Only the lines from the line holding "one marker per instance, written like [542,271]" through the final line of the entries below are to be returned, exactly as they stand.

**Data shown:**
━━━━━━

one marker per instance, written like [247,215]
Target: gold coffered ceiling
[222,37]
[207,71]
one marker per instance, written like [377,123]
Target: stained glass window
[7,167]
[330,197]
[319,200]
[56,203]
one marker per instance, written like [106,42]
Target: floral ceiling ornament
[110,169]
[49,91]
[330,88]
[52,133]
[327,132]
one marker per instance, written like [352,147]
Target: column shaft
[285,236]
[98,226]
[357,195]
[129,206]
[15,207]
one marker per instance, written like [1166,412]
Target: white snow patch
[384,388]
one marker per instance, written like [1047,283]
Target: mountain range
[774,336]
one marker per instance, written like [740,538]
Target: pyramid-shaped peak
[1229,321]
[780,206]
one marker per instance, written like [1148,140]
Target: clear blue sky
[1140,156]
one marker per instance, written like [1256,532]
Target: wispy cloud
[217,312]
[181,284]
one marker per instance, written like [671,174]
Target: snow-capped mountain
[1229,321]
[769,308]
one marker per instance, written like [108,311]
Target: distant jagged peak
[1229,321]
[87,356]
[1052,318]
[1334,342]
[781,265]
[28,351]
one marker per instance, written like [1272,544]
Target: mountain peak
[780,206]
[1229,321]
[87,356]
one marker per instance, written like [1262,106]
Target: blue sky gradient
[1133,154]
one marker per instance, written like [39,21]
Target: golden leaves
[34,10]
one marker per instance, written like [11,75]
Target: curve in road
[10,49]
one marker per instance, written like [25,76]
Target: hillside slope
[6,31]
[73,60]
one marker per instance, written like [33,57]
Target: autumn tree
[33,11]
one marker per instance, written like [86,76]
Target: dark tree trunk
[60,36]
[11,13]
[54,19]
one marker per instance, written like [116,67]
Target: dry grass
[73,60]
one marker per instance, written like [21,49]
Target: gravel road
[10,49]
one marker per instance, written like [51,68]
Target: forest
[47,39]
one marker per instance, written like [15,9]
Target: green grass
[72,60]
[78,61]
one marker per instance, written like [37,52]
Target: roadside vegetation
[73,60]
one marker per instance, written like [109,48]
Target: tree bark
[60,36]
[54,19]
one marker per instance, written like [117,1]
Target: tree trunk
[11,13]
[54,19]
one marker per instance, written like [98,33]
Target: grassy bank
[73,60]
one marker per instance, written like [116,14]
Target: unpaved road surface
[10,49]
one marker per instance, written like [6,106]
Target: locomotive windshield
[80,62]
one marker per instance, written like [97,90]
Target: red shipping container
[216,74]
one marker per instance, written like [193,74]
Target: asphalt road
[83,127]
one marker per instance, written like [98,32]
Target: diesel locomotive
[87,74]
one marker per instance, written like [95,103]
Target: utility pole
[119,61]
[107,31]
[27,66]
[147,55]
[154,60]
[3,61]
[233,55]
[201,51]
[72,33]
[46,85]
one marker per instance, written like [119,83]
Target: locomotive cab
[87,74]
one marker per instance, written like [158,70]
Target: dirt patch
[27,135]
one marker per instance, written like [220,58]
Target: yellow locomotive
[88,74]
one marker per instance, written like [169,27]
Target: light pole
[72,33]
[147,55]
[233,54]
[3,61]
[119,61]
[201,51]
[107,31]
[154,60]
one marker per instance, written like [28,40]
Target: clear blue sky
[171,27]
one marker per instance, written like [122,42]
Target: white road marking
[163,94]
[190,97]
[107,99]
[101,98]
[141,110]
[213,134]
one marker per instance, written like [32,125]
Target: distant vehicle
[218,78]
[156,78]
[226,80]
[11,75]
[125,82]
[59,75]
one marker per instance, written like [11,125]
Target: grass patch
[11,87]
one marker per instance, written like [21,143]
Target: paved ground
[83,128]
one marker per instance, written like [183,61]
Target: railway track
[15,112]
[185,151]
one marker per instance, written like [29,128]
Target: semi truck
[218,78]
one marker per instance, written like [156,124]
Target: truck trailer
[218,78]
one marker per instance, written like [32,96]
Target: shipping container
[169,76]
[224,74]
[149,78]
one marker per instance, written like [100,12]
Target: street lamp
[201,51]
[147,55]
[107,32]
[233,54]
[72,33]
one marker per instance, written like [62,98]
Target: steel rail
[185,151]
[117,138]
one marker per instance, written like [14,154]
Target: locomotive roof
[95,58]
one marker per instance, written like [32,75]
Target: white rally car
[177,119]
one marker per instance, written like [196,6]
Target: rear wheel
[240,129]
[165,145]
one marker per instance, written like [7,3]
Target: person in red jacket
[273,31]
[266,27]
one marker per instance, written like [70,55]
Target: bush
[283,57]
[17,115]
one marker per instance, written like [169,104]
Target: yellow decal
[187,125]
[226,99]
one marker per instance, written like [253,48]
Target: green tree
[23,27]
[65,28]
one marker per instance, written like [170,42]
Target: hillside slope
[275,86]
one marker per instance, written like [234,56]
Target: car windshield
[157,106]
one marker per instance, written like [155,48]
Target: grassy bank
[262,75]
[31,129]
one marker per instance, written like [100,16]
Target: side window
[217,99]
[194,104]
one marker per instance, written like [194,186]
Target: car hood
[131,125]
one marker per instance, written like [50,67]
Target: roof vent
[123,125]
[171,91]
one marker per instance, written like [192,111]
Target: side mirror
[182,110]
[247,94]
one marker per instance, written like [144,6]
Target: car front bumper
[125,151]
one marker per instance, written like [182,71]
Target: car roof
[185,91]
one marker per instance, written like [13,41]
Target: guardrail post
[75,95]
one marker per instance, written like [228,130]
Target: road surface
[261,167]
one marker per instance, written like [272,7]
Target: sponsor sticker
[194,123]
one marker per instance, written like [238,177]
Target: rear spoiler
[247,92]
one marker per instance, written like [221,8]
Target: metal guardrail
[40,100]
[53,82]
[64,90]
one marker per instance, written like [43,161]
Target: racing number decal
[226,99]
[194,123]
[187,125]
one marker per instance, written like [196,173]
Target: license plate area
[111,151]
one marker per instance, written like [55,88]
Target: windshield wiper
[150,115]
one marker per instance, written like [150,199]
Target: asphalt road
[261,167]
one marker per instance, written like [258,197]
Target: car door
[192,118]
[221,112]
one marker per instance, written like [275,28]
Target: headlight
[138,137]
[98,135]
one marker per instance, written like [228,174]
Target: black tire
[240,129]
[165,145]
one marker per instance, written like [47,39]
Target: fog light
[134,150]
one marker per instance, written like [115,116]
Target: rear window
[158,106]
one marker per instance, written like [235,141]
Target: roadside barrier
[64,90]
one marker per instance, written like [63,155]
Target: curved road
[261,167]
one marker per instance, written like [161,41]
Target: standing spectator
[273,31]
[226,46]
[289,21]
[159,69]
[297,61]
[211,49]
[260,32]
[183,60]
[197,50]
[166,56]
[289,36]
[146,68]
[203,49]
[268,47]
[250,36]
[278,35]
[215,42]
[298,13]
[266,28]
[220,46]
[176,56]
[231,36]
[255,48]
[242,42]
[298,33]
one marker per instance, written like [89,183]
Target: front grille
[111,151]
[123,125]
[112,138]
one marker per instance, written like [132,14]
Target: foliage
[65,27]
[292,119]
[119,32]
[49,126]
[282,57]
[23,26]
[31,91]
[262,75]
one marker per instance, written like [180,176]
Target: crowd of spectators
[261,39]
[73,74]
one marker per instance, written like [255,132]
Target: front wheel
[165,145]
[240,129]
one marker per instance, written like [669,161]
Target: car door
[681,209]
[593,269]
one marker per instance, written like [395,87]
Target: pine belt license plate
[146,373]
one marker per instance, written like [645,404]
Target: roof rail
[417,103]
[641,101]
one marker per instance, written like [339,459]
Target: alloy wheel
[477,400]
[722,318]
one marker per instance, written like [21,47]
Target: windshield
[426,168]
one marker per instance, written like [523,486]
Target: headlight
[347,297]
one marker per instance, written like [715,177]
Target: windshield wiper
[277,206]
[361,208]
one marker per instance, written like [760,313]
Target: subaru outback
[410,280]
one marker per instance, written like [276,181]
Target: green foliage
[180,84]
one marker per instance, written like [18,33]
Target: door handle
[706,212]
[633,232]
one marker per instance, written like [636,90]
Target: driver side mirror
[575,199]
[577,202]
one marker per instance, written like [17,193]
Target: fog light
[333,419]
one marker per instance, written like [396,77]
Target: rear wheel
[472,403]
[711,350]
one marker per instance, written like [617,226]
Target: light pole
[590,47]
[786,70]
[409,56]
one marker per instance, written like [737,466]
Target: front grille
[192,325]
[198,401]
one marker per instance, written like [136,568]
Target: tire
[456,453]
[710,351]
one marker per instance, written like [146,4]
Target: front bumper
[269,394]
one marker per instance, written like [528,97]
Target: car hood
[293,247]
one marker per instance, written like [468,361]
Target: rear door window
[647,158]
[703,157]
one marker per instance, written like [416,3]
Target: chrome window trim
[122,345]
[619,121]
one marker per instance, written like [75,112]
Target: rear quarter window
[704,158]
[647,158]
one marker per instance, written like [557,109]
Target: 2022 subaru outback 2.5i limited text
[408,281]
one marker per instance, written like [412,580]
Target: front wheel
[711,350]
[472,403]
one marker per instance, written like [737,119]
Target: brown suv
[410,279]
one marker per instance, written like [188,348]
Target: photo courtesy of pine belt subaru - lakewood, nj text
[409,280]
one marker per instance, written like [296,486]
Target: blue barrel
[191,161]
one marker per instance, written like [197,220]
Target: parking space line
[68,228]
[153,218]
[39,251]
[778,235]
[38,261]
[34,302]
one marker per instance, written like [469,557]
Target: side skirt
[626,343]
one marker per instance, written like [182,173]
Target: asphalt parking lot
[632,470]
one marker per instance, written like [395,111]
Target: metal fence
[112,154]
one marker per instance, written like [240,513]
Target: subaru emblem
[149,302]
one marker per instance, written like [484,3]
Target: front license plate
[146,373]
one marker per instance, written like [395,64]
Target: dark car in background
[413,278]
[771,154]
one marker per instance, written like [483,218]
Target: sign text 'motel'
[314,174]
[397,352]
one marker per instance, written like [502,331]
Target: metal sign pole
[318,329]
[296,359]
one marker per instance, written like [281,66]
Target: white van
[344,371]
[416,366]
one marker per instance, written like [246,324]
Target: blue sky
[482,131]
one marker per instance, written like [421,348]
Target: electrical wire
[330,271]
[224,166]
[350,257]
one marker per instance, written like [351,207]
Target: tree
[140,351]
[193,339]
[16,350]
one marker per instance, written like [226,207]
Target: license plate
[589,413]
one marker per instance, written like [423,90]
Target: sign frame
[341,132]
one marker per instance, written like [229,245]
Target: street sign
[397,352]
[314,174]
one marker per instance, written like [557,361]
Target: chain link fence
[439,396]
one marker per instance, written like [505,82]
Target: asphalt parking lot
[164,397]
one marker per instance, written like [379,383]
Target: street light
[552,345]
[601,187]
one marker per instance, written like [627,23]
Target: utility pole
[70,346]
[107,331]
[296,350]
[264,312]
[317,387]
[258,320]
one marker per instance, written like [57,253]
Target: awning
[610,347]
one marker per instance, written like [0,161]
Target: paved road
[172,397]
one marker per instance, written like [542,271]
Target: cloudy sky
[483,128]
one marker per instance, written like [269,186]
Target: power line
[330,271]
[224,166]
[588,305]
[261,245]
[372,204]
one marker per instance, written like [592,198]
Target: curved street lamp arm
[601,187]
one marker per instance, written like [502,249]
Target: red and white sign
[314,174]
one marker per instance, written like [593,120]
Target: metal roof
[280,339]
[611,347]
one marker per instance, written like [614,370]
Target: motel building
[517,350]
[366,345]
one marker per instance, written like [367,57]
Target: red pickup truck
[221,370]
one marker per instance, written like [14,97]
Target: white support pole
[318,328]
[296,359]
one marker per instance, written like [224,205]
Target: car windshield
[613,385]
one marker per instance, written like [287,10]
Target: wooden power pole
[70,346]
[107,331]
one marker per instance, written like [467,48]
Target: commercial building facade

━━━━━━

**Completed task:**
one marker per instance, written like [542,271]
Target: cloudy sky
[483,128]
one marker per instance, written like [269,186]
Target: power line
[330,271]
[224,166]
[588,305]
[261,245]
[372,204]
one marker per instance, written like [592,198]
Target: curved street lamp arm
[601,187]
one marker per instance, written like [502,249]
Target: red and white sign
[314,174]
one marker per instance, written like [593,120]
Target: metal roof
[280,339]
[611,347]
one marker per instance, written like [614,370]
Target: motel building
[517,350]
[366,345]
one marker per instance, written like [367,57]
Target: red pickup truck
[221,370]
one marker per instance, written like [14,97]
Target: white support pole
[318,328]
[296,359]
one marker per instance, written like [224,205]
Target: car windshield
[613,385]
one marker per instance, written like [287,10]
Target: wooden power pole
[70,346]
[107,331]
one marker per instance, written like [467,48]
Target: commercial building facade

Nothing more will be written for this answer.